__Reading text__.
Those who wish to improve their status further can earn a master's degree to become an advanced practice registered nurse (APRN), with an annual salary of approximately $110,930 per year; APRN positions include nurse practitioner (NP), nurse anesthetist (CNA), certified nurse midwife (CNM), and clinical nurse specialist (CNS).
The 2012 Registered Nurse Workforce Report Card (Juraschek et. al.) predicted a widespread shortage of registered nurses in the United States through at least 2030, with the western states suffering the most dramatic deficits.
Why aren't there enough registered nurses? An aging population is placing a rapidly growing demand on the health care sector. Compounding the situation is that fact that nurses are among those aging out of the workforce; about half the RNs in the U.S. today are within 20 years of retirement. The report concludes that more new nurses must be educated and licensed to replace the ones who will retire.
Currently, California employs 282,290 registered nurses, more than any other state (followed by Texas (212,230), New York (180,170), and Florida (178,330)). That's party the result of the state's Title 22, which mandates minimum nurse-to-patient ratios in all hospitals; those requirements range from 1:1 (trauma) to 1:2 (critical care, post-anesthesia, labor and delivery) to 1:4 (pediatrics, telemetry, continuing intensive care) to 1:8 (well-baby nursery).
Another cause is California's robust public insurance program known as Medi-Cal, which provides essential health care services to low income individuals and families. Because of the high demand for nurses, RNs in the Golden State earn an average annual salary of $106,950 (an hourly wage of $51.42), making them the highest paid in the U.S., according to the Bureau of Labor Statistics.

__Dataset extract__.
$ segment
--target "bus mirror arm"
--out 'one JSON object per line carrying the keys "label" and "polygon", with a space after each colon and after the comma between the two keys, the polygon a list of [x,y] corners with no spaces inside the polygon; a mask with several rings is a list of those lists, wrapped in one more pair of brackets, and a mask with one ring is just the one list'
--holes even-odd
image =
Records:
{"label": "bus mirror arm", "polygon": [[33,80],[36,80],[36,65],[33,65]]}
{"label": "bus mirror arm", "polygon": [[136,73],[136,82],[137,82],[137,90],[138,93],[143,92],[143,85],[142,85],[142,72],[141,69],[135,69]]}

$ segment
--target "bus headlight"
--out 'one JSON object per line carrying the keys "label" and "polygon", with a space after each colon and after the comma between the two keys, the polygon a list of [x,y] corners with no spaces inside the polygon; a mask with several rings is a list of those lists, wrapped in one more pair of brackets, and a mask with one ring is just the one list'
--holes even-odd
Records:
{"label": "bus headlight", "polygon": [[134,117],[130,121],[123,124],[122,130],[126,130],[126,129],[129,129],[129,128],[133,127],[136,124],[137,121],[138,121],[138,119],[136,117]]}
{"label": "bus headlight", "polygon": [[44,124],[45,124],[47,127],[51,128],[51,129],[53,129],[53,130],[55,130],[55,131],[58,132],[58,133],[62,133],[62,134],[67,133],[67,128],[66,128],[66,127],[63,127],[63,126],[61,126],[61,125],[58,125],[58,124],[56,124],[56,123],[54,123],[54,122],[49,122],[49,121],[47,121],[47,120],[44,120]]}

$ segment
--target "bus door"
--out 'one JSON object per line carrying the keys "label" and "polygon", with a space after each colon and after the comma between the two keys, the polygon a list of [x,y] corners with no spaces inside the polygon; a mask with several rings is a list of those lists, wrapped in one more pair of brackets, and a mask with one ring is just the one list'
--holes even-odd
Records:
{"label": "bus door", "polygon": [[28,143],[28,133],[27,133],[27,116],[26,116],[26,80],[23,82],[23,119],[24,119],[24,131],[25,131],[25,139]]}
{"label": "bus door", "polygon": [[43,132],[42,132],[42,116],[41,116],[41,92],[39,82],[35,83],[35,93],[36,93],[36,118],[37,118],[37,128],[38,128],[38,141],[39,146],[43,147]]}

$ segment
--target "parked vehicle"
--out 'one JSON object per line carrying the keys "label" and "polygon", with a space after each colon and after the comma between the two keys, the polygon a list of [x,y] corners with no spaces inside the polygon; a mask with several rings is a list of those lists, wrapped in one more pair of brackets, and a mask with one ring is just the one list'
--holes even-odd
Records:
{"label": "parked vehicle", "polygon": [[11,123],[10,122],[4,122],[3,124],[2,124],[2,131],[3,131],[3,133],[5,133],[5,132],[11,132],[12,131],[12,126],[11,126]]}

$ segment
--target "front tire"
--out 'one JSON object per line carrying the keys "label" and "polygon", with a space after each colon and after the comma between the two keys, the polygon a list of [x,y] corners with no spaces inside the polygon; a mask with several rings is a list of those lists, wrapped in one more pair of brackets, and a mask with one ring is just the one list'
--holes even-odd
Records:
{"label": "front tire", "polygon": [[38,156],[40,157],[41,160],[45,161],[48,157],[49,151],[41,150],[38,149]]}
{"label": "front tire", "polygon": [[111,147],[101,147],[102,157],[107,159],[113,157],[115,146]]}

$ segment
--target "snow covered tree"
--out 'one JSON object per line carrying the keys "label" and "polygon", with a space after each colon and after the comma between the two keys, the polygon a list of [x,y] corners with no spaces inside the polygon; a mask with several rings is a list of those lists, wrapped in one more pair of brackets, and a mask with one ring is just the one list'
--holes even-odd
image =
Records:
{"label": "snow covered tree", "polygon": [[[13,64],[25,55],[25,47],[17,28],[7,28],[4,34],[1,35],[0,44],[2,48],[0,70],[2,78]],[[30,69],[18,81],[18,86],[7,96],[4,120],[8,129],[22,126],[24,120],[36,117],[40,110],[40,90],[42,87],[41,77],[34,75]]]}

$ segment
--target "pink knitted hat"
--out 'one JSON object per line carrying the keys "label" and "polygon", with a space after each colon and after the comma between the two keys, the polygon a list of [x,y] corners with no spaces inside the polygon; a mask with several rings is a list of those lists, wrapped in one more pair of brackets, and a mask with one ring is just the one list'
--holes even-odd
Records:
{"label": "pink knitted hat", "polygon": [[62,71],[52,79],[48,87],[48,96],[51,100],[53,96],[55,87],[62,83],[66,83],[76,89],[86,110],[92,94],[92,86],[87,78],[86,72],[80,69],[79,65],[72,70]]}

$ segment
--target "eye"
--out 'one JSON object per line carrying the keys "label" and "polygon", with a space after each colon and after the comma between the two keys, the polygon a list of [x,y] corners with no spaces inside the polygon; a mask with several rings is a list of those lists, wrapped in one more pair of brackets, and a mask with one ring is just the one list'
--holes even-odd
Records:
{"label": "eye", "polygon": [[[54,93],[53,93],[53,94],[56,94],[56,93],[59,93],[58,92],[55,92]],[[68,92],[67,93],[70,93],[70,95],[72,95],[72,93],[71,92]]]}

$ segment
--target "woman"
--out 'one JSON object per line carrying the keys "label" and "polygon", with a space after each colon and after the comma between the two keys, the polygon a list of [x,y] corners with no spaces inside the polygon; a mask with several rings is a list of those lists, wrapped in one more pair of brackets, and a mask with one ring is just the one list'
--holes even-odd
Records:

__Problem 1__.
From the registered nursing text, copy the part that opens with the words containing "Why aren't there" and closes with "who will retire.".
__Problem 2__.
Answer these questions from the registered nursing text.
(a) Through at least what year did the 2012 report predict a shortage of registered nurses?
(b) Which state employs more registered nurses than any other?
(c) What is the name of California's public insurance program for low-income individuals and families?

__Task result 1__.
Why aren't there enough registered nurses? An aging population is placing a rapidly growing demand on the health care sector. Compounding the situation is that fact that nurses are among those aging out of the workforce; about half the RNs in the U.S. today are within 20 years of retirement. The report concludes that more new nurses must be educated and licensed to replace the ones who will retire.

__Task result 2__.
(a) 2030
(b) California
(c) Medi-Cal